─── Dataset excerpts ───

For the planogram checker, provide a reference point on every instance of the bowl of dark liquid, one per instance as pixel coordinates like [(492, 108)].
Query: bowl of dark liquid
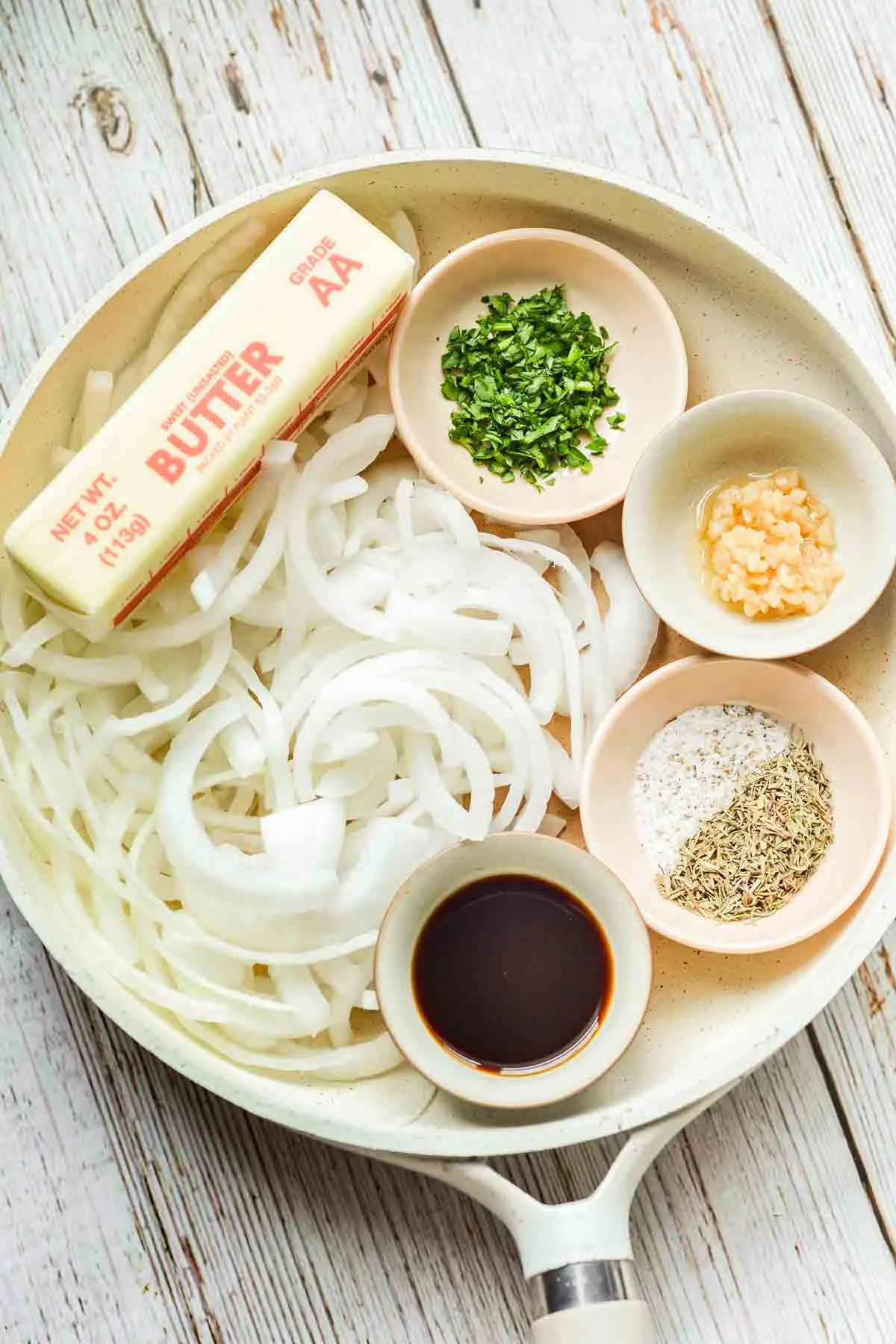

───
─── Dataset excerpts ───

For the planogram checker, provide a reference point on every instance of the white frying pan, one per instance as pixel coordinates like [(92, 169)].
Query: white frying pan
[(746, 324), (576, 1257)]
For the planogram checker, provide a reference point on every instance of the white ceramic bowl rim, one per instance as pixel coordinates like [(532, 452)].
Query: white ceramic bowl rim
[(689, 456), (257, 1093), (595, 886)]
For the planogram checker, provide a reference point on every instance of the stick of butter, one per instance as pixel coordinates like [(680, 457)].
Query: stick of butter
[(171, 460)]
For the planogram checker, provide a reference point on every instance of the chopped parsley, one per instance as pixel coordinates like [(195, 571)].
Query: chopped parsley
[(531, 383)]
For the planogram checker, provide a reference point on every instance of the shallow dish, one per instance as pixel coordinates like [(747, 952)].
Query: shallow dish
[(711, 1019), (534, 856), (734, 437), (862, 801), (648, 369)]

───
─── Dataset excerpts ───

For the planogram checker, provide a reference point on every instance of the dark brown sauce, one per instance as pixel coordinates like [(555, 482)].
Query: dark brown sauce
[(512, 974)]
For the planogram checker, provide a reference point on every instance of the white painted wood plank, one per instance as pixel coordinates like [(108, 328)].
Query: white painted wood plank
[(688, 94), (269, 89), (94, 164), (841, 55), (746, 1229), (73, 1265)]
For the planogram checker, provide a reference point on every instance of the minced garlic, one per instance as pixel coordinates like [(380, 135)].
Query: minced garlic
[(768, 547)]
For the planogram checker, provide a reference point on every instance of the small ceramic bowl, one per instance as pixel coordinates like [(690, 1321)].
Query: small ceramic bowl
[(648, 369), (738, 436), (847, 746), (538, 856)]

───

Problem description>
Print, word for word, the lines of the records from the one containing "like [(380, 135)]." up to and including the one containing "[(768, 547)]".

Output for this exercise>
For the planogram checker, provide a reference point on every instance of the minced garlic, one per instance as pixel coordinates like [(380, 135)].
Query: minced garlic
[(768, 547)]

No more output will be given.